== DATA UNDER STUDY ==

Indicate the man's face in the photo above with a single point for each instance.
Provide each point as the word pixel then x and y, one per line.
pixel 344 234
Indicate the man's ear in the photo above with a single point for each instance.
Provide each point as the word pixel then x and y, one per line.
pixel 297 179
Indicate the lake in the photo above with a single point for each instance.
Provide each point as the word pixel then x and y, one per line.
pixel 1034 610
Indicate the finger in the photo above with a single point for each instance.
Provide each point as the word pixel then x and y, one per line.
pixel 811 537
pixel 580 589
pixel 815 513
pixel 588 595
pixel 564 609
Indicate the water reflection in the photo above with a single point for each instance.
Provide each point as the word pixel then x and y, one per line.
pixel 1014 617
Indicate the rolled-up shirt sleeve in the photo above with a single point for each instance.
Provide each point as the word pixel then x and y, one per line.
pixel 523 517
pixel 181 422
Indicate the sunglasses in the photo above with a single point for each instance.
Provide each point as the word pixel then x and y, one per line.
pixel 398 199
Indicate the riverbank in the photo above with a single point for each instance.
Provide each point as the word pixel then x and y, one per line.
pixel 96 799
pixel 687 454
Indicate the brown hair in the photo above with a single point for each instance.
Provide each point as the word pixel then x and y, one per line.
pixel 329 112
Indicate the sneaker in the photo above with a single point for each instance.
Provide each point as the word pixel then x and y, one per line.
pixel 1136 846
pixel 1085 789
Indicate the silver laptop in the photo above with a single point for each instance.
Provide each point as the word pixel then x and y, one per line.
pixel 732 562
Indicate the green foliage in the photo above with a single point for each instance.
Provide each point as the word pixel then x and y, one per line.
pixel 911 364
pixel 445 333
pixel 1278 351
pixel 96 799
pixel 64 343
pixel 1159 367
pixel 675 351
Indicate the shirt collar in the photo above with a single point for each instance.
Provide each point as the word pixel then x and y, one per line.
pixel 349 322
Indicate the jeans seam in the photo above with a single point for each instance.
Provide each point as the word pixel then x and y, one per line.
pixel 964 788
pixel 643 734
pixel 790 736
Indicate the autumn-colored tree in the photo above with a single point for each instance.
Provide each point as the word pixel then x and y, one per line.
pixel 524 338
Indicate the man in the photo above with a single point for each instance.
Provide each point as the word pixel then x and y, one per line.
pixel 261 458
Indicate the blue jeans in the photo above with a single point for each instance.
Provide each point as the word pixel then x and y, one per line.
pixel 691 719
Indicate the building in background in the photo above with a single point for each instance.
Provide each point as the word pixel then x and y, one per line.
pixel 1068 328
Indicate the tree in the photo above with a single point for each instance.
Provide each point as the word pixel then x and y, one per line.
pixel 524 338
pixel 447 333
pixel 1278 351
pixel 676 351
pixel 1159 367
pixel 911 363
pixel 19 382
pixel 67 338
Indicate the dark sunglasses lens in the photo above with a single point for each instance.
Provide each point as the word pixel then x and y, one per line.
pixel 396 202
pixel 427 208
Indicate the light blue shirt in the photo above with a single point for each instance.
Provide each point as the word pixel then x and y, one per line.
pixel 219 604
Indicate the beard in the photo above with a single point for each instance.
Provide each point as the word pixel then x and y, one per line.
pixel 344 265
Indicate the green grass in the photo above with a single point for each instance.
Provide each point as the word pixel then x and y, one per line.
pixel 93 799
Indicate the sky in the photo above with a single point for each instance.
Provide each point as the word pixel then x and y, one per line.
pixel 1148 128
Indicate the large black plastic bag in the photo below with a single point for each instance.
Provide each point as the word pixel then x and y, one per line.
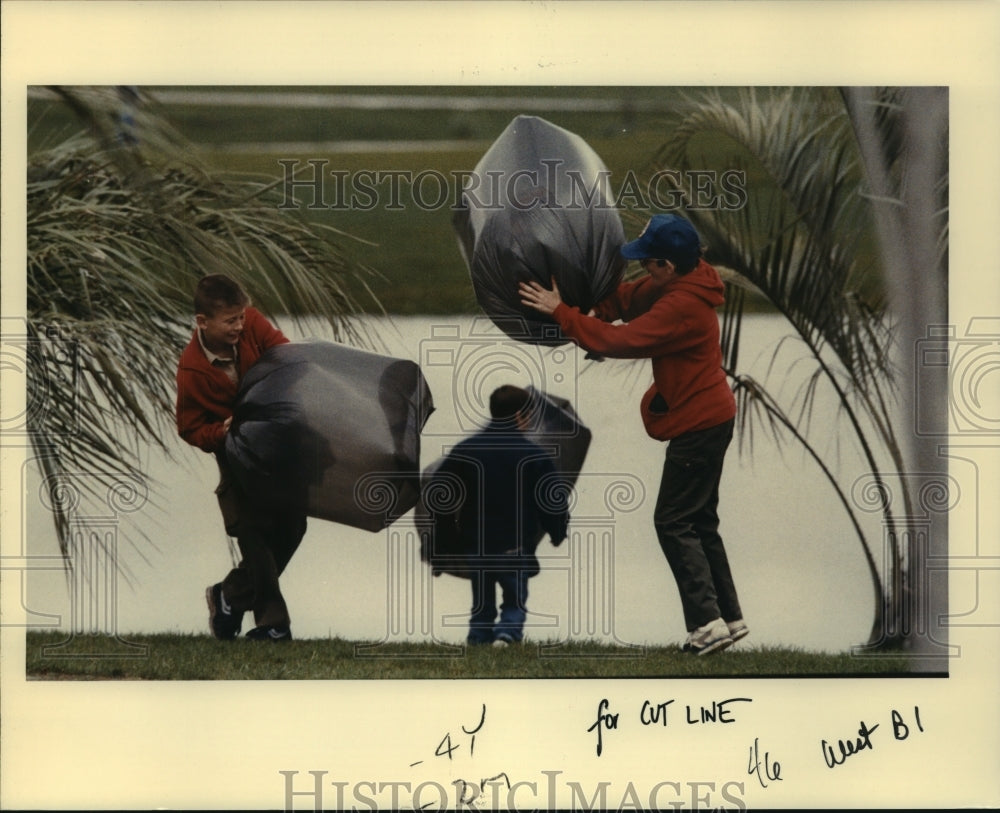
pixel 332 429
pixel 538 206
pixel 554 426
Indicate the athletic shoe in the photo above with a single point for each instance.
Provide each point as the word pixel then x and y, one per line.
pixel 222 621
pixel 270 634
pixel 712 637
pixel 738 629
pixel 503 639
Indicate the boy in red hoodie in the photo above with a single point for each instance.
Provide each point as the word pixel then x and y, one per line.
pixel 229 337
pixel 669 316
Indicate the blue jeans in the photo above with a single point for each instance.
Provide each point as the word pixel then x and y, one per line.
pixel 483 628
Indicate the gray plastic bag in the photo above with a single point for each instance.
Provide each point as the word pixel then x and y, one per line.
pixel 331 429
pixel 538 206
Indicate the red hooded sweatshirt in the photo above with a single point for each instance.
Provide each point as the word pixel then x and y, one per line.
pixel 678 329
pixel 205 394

===

• TO DO
Go through the listing above line by line and say how many lines hold the word "sunglasses". Reply with that number only.

• TASK SOLUTION
2